SELECTED TEXT section start
In search of change in higher ed

I often ask myself this question: Why is it that when the world's best corporations are trying to set up 'campuses', many universities and colleges are so intent on running 'factories'?

I know the obvious answer that the creativity and freedom are supposed to be for the gifted. Most of humanity are not creative, not aspirational and they crave for structure and command. I also know that this answer is wrong.

Of course, we have met 'uncreative' people; many of them, possibly. People who would just follow, rather than finding a path. But should we stop to think that it is in their genes to not to be creative, an assumption we implicitly seem to be making, and allow the thought that they might have been encouraged not to think? 

Is it that we are mixing up the cause and the effect - our education 'factories' are making people stupid, rather than the other way around?

Of course, this is not about social classes, as the toffs would say: "Too many people are coming to higher education and therefore, we must dumb it down!" It is rather the opposite. It's not about the first generation kids going to college need these education factories, it is the middle class children who are socially pressured to go to college but are consumed by the 'happiness hypothesis' - that the goal of human life is to be happy! They don't want to indulge in purpose thinking, that we are meant to do something, contribute, make the world better. The markets follow them, the governments serve them and the media faithfully reproduces their preferences in the form of detailed statistical make-believe: It is they who demand the factories - the Chocolate factories of Willy Wonka if you see where this story is going!

But if we want to leave people as they are, why bother with all the extra years of effort and experience?

This is an ever more urgent question now that our world is changing. 21st century is already a cliché, but we have a distinct feeling of history accelarating its pace lately. But away from the headlines, fundamental shifts are on the way. Demographic shift, the decades of growth in labour supply, is now apparent. globalisation has led to a convergence of aspirations of rich people across borders but a greater divergence between the rich and the poor within them. Inflation is back after being wiped out of the collective memory in the West. Free money from China is about to end. If the oil shocks of the 70s destroyed the state capitalism (which we now call communism), this is no less a pivot. Our students have to face a world very different from the one our education is preparing them for. 

That shift, to follow Zygmunt Bauman, is from 'liquid' society back to solidity again: We have all learnt to be consumers, and now we have to educate the producers again. The language of higher education should shift from rights to obligations, from the quest of possession to delayed gratification and the centrality of society instead of the economy in our lives. After decades of squabling about entitlements, professors must again return to purpose. Higher education should stop being the quest of easy degrees; it must reorient itself to the difficult job of transformation of the individual.
SELECTED TEXT section end
DATASET EXTRACT section start
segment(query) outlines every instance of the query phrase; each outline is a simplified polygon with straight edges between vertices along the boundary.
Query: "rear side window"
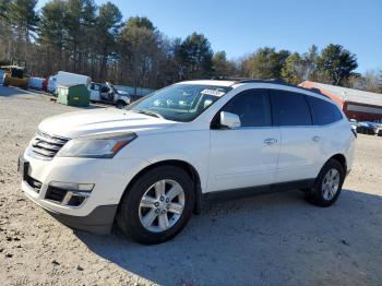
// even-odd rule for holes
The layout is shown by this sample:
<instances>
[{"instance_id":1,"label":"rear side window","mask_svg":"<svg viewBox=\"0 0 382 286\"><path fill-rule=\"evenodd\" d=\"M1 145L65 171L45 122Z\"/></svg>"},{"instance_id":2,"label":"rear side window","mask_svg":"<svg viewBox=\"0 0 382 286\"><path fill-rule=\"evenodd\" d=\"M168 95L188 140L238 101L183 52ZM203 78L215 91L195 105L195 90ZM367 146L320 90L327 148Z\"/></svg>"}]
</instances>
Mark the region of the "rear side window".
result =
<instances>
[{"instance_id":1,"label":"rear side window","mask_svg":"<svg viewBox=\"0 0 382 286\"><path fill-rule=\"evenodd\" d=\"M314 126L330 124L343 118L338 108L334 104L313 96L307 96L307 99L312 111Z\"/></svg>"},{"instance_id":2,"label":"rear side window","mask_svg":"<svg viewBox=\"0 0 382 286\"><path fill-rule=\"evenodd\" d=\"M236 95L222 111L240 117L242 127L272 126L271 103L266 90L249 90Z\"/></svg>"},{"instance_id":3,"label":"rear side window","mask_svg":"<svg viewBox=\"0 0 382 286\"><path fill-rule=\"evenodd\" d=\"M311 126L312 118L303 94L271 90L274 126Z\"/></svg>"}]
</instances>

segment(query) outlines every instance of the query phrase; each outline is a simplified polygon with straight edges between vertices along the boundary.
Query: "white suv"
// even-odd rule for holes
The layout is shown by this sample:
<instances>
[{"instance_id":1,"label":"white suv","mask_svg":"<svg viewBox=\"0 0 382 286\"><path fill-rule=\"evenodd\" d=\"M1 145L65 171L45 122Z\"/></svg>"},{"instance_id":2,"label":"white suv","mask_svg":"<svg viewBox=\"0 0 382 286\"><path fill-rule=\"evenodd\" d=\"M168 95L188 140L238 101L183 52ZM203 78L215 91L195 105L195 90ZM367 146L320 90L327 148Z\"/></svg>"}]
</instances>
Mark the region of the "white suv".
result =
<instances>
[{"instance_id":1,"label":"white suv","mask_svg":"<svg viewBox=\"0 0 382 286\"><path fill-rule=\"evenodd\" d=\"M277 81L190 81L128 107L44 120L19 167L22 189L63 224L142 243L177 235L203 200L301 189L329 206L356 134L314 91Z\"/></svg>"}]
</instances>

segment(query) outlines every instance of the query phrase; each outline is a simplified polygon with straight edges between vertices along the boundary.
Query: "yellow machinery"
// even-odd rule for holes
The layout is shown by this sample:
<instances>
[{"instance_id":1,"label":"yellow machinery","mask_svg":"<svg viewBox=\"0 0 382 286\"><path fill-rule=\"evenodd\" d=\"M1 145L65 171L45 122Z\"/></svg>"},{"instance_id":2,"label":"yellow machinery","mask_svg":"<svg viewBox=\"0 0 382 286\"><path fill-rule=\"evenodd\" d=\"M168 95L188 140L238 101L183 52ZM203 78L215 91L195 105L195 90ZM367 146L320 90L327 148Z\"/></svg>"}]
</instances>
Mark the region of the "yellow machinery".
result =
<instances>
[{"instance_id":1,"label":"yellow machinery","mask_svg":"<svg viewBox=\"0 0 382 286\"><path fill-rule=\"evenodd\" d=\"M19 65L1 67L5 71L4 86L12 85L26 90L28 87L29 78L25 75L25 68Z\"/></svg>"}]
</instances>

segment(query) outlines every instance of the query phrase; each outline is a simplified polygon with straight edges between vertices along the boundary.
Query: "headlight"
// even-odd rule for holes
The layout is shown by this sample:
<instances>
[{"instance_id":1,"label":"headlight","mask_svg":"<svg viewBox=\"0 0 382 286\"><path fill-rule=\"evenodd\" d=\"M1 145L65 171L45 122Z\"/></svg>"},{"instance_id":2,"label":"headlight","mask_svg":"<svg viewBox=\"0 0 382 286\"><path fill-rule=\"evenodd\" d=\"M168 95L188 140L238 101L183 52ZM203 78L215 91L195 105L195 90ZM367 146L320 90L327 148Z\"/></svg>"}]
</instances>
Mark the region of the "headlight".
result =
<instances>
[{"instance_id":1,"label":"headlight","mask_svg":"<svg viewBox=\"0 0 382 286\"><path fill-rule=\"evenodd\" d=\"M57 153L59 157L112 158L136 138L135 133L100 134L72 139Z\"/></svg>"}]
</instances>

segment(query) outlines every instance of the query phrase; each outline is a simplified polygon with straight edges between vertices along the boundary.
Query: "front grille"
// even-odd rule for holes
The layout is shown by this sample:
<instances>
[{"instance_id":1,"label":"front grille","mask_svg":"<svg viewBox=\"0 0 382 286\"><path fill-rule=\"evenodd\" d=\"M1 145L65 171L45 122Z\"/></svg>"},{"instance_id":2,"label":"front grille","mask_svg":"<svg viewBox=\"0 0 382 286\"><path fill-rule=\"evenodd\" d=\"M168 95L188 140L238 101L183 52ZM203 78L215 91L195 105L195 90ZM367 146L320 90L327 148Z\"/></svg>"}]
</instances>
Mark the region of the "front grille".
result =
DATASET EXTRACT section end
DATASET EXTRACT section start
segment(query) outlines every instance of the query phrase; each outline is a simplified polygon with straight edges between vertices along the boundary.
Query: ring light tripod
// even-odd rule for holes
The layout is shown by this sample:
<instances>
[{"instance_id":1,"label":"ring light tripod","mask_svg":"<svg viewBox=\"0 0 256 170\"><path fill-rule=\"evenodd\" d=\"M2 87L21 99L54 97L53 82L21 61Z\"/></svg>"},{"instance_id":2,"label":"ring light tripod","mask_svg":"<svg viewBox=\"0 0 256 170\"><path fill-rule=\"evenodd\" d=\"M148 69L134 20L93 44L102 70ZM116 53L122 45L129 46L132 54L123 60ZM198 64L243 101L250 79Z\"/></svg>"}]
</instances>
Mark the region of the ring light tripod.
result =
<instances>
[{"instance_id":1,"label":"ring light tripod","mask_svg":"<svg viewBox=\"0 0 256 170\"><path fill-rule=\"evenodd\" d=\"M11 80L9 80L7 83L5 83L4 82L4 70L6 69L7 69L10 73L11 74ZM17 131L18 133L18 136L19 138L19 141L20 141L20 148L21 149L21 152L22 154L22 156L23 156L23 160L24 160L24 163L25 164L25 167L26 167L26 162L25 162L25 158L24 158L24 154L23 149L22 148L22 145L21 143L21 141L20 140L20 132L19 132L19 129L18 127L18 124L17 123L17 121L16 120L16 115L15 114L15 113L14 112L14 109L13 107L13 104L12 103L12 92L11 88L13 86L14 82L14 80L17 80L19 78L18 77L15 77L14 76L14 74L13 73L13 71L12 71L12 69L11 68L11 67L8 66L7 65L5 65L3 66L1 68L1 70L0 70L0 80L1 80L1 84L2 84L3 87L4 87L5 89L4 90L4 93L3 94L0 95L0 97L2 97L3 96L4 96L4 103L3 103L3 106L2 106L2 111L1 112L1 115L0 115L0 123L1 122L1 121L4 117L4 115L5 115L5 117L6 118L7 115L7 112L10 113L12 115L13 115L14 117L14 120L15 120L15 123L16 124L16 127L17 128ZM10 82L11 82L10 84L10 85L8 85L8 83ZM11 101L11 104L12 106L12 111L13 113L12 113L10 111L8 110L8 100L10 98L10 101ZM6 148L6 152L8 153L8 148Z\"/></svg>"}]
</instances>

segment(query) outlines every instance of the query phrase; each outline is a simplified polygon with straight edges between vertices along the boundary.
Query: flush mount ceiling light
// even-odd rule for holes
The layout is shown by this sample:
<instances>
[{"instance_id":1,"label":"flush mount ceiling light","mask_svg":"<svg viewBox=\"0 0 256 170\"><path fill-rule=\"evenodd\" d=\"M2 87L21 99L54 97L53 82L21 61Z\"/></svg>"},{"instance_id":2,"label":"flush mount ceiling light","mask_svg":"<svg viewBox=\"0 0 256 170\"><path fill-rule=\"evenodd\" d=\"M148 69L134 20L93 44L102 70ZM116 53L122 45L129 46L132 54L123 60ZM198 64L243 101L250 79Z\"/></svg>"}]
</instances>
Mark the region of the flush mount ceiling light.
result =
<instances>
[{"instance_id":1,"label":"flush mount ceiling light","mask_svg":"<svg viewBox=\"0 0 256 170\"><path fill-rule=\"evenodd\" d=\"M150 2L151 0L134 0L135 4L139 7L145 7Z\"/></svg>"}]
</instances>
DATASET EXTRACT section end
> [WORK TASK] In the text on change in higher education, whose idea is followed in describing the shift from a "liquid" society back to solidity?

> [EXERCISE OUTPUT] Zygmunt Bauman's.